## FRAGMENTO EXTRAÍDO
---+---
Mi Mensaje para la XLIII Jornada Mundial de la Paz de hoy: “Si quieres cultivar la paz, custodia lo creado”, se inscribe en la perspectiva del rostro de Dios y de los rostros humanos. Podemos, de hecho, afirmar que la persona es capaz de respetar a las criaturas en la medida en la que lleva en su propio espíritu un sentido pleno de la vida, de otro modo será llevado a despreciarse a sí mismo y a lo que lo rodea, a no tener respeto por el entorno en el que vive, por lo creado. Quien sabe reconocer en el cosmos los reflejos del rostro invisible del Creador, es llevado a tener mayor amor a las criaturas, mayor sensibilidad por su valor simbólico. Especialmente el Libro de los Salmos es rico en ejemplos de este modo propiamente humano de relacionarse con la naturaleza: con el cielo, el mar, las montañas, las colinas, los ríos, los animales... “¡Cuántas son tus obras, Señor! -exclama el Salmista- ¡Todas las hiciste con sabiduría! Está llena la tierra de tus criaturas” (Sal 104/103,24).

En particular, la perspectiva del “rostro” invita a reafirmarse en lo que, también en este Mensaje, he llamado “ecología humana”. Existe de hecho un nexo muy estrecho entre el respeto a la persona y la salvaguarda de lo creado. “Los deberes hacia el medio ambiente derivan de aquellos hacia la persona considerada en sí misma y en relación con los demás (ibid., 12). Si la persona se degrada, se degrada el entorno en el que vive; si la cultura tiende a un nihilismo, si no teórico, práctico, la naturaleza no podrá no pagar las consecuencias. Se puede, en efecto, constatar un recíproco influjo entre el rostro de la persona y el “rostro” del medio ambiente: “cuando la ecología humana es respetada en la sociedad, también la ecología ambiental saca beneficio” (ibid.; cf Enc. Caritas in veritate, 51). Renuevo, por tanto, mi llamada a invertir en educación, poniéndose como objetivo, además de la necesaria transmisión de nociones técnico-científicas, una más amplia y profunda “responsabilidad ecológica”, basada en el respeto a la persona y a sus derechos y deberes fundamentales. Sólo así el compromiso por el medio ambiente puede convertirse verdaderamente en educación a la paz y construcción de la paz.
---+---
## ENTRADAS DE DATOS
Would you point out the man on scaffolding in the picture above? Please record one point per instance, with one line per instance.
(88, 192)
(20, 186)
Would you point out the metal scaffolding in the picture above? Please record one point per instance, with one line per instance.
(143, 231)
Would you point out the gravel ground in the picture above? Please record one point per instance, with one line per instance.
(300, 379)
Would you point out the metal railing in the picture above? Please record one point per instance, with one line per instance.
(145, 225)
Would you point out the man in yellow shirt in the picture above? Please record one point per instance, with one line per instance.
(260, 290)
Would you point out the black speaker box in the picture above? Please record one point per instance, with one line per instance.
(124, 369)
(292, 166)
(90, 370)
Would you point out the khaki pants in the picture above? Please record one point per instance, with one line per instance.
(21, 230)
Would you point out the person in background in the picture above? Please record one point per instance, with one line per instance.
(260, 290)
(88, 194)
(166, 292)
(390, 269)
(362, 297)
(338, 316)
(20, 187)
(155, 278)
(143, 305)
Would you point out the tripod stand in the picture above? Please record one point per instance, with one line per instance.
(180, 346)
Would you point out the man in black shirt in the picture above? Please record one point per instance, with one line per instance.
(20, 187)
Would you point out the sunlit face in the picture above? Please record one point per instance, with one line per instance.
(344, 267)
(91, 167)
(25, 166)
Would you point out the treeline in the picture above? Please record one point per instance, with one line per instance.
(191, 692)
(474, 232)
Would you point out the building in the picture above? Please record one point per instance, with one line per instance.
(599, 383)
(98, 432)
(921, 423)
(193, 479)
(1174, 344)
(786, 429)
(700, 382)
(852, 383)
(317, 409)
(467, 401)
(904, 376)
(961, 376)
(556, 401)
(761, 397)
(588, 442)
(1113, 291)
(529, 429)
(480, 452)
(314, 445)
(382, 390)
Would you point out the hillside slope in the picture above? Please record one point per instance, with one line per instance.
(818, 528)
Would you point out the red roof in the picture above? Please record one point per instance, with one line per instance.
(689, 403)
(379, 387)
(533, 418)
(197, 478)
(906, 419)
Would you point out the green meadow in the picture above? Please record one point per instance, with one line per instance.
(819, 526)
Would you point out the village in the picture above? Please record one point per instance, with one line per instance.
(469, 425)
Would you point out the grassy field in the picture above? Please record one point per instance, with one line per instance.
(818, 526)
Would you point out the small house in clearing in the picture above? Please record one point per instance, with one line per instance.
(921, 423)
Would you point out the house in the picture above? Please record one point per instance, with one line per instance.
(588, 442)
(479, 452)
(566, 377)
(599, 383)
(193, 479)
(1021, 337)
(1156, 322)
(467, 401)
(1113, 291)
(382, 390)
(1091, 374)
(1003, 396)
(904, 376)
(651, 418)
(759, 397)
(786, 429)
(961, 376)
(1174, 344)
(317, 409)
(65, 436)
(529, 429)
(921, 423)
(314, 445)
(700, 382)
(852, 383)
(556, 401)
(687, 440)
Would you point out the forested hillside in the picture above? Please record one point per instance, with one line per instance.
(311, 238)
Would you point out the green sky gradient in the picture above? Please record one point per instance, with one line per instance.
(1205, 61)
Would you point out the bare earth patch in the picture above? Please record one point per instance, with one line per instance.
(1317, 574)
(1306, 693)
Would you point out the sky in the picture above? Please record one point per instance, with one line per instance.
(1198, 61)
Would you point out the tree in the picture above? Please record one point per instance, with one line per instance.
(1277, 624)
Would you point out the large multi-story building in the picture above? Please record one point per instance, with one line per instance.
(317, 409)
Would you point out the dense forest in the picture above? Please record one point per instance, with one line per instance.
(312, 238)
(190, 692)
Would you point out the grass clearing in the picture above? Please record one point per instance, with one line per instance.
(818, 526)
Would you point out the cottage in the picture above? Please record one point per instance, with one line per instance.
---+---
## ENUNCIADO DEL PROBLEMA
Escribe la continuación del fragmento sobre la paz y la custodia de lo creado, empezando justo después de su última oración.

## RESULTADO DEL EJERCICIO
Queridos hermanos y hermanas, en el Tiempo de Navidad se repite un Salmo que contiene, entre otras cosas, también un ejemplo estupendo de cómo la venida de Dios transfigura lo creado y provoca una especie de fiesta cósmica. Este himno empieza con una invitación universal a la alabanza: “Cantad al Señor un cántico nuevo, /cantad al Señor, la tierra toda. / Cantad al Señor, bendecid su nombre” (Sal 95/96,1). Pero en un cierto punto este llamamiento a la exultación se extiende a todo lo creado: “Alégrense los cielos, regocíjese la tierra, / truene el mar y cuanto en él se contiene. / Salte de júbilo el campo y cuanto hay en él, / y exulten todos los árboles de la selva” (ibidem 11-12). La fiesta de la fe se convierte en fiesta de la persona y de lo creado: esa fiesta que en Navidad se expresa también mediante la decoración decoración en los árboles, las calles, las casas. Todo reflorece porque Dios ha aparecido en medio de nosotros. La Virgen Madre muestra al Niño Jesús a los pastores de Belén, que se alegran y alaban al Señor (cf Lc 2,20); la Iglesia renueva el misterio para las personas de todas las generaciones, les muestra el rostro de Dios, para que, con su bendición, puedan caminar por la senda de la paz.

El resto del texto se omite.